- [To do]: How many of the lines below contain the string "fence", matching case exactly? Reply with the number alone.

***** Records shown

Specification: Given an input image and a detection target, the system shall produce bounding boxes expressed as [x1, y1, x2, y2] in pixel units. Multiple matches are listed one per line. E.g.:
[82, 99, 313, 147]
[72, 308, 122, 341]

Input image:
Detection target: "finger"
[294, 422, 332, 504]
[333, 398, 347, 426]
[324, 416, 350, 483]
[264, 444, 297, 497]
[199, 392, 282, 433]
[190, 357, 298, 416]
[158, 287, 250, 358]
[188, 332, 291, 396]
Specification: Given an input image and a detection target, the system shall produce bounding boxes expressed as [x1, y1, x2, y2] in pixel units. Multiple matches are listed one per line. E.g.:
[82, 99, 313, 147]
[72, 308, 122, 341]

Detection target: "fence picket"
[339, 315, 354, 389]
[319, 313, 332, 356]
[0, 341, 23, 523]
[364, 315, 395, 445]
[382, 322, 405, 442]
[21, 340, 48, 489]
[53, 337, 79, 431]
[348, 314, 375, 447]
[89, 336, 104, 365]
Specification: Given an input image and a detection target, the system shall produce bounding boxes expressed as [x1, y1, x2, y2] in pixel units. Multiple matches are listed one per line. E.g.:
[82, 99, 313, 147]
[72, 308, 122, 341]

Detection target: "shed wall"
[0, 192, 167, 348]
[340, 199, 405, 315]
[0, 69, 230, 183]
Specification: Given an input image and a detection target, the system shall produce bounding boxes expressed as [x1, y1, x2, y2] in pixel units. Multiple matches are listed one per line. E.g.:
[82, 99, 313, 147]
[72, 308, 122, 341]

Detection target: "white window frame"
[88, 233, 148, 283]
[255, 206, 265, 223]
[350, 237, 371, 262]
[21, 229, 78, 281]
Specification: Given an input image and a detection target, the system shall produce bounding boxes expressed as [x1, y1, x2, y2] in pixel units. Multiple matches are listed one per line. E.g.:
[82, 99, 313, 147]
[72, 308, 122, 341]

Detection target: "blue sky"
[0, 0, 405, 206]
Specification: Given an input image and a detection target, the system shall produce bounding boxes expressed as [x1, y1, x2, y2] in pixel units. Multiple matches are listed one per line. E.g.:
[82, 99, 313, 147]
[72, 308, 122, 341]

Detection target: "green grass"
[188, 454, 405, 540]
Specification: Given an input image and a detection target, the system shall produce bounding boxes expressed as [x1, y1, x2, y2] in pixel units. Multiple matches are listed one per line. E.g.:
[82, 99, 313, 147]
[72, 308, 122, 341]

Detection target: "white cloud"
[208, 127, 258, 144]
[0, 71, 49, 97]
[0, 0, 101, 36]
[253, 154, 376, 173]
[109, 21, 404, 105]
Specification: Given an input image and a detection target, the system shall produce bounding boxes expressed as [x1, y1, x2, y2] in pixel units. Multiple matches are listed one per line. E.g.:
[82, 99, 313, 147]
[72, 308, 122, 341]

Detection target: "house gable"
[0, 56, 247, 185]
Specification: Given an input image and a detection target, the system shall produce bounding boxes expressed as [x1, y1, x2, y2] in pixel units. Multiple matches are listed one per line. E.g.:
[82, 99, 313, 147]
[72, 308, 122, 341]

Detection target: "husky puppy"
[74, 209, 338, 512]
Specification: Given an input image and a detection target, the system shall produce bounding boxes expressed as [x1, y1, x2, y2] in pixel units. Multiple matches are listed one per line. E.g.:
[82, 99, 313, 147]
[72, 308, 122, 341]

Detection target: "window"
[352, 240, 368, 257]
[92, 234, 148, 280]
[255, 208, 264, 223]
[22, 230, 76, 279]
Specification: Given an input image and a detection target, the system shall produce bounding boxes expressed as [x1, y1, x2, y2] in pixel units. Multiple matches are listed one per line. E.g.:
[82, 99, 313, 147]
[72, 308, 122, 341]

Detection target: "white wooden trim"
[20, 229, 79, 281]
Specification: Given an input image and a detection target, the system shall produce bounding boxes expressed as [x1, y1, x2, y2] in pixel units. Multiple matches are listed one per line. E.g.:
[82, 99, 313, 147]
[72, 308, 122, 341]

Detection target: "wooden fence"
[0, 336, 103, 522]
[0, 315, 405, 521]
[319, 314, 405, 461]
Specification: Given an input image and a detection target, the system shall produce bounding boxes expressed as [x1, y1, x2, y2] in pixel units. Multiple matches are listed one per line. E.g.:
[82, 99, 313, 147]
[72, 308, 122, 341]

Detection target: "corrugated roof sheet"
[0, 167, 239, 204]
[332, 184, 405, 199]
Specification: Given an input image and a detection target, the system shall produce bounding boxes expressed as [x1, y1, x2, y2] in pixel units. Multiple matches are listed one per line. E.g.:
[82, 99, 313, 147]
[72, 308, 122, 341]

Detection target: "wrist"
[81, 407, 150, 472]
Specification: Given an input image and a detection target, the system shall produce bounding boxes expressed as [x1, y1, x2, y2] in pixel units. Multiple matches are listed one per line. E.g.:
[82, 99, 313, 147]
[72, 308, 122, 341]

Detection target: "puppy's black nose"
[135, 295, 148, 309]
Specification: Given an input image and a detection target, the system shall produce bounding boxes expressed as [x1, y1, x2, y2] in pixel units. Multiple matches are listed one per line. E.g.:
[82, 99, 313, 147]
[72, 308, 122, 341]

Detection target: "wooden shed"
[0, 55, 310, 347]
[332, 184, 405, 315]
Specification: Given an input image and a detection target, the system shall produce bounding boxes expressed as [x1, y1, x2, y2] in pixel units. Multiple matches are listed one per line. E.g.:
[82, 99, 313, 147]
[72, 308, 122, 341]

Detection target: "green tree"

**********

- [The solution]: 2